▶ PROBLEM TO WORK ON: Rewrite the rows below as a JSON list of strings, one string per line, omitting any blank lines.

[Begin EXCERPTED DATA]

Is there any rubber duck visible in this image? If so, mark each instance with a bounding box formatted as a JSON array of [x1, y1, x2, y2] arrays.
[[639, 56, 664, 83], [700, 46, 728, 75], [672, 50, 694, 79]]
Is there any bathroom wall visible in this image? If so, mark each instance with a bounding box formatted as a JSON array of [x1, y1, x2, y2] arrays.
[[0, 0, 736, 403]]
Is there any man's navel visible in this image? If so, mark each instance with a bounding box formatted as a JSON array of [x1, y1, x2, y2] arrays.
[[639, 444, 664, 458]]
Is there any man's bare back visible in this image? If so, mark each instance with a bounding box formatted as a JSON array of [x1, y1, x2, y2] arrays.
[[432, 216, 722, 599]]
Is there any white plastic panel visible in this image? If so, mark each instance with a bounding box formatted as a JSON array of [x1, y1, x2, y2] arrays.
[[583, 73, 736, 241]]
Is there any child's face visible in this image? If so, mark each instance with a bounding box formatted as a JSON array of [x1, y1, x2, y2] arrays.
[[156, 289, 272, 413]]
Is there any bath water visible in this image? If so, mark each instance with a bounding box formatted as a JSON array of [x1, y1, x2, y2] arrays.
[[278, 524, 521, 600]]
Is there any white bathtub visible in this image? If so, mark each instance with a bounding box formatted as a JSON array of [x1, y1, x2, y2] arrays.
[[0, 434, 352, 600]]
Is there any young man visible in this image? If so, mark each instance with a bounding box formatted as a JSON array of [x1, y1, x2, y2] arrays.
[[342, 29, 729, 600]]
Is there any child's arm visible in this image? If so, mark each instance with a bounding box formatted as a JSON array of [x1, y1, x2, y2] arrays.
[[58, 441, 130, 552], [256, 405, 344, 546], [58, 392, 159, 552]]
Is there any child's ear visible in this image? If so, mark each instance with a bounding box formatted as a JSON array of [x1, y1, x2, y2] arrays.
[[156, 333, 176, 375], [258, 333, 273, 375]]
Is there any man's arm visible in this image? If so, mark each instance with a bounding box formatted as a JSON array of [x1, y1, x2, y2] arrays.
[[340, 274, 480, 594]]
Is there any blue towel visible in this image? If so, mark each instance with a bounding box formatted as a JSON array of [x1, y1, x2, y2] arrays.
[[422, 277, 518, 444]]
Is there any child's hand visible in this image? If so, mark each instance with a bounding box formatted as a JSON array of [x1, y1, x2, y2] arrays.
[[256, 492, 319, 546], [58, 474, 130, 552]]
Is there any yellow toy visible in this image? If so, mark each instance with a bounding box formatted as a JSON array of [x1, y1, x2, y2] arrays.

[End EXCERPTED DATA]

▶ TASK ANSWER:
[
  "Is there any rubber duck visible in this image? If so, mark each instance with a bounding box formatted as a JSON array of [x1, y1, x2, y2] arrays.",
  "[[639, 56, 664, 83], [700, 46, 728, 75], [672, 50, 694, 79]]",
  "Is there any bathroom wall visible in this image? If so, mark each instance with a bounding box formatted as a JSON array of [x1, y1, x2, y2] arrays.",
  "[[0, 0, 736, 403]]",
  "Is there any man's navel visible in this image? If so, mark each instance with a bounding box formatted as a JSON array of [x1, y1, x2, y2] arrays.",
  "[[639, 444, 664, 458]]",
  "Is there any man's bare back visible in this image? If so, mark each instance with a bounding box formatted as a JSON array of [x1, y1, x2, y2] arrays.",
  "[[432, 216, 722, 599]]",
  "Is there any white plastic panel visible in this image? If so, mark each instance with a bounding box formatted as a JSON array of [x1, y1, x2, y2] arrays.",
  "[[583, 73, 736, 241]]",
  "Is there any child's face visible in this image? If so, mark each instance with a bounding box formatted as a JSON array of [x1, y1, x2, y2] arrays.",
  "[[156, 289, 272, 413]]",
  "Is there any bath water visible in this image? If so, mark each instance with a bounding box formatted as a JSON array of [x1, y1, x2, y2] arrays.",
  "[[278, 524, 521, 600]]",
  "Is there any white bathtub visible in this image? If so, mark each instance with a bounding box formatted as a JSON array of [x1, y1, x2, y2] arrays.",
  "[[0, 434, 352, 600]]",
  "Is there any young man visible in this image? If so, mark each instance with a bounding box formatted as a JSON array of [x1, y1, x2, y2] arrays.",
  "[[342, 29, 729, 600]]",
  "Is there any child's arm visible in this image? If so, mark each instance with a bounding box formatted as a JSON array of [x1, y1, x2, y2] arrays.",
  "[[58, 441, 130, 552], [256, 405, 344, 546], [58, 392, 159, 552]]",
  "Is there any child's ear visible in this image? If so, mark each instance with a bounding box formatted as a JSON array of [x1, y1, x2, y2] arrays.",
  "[[156, 333, 176, 375], [258, 333, 273, 375]]",
  "Is there any man's arm visible in this image? If so, mark each instance with a bounding box formatted as a JSON array of [x1, y1, x2, y2] arrays.",
  "[[340, 274, 480, 594]]",
  "Is there any blue towel visible in this image? If so, mark each instance with a bounding box formatted as a JSON array of [x1, y1, x2, y2] arrays.",
  "[[422, 277, 518, 444]]",
  "Is there any child's hand visible in this image? If so, mark each instance with a bounding box formatted as a JSON array of [x1, y1, x2, y2] arrays.",
  "[[256, 492, 319, 546], [58, 474, 130, 552]]",
  "Is there any yellow toy visible in this image? If so, mark each instance with a bounding box formatted as a JSON array of [x1, y1, x2, y2] arrays."
]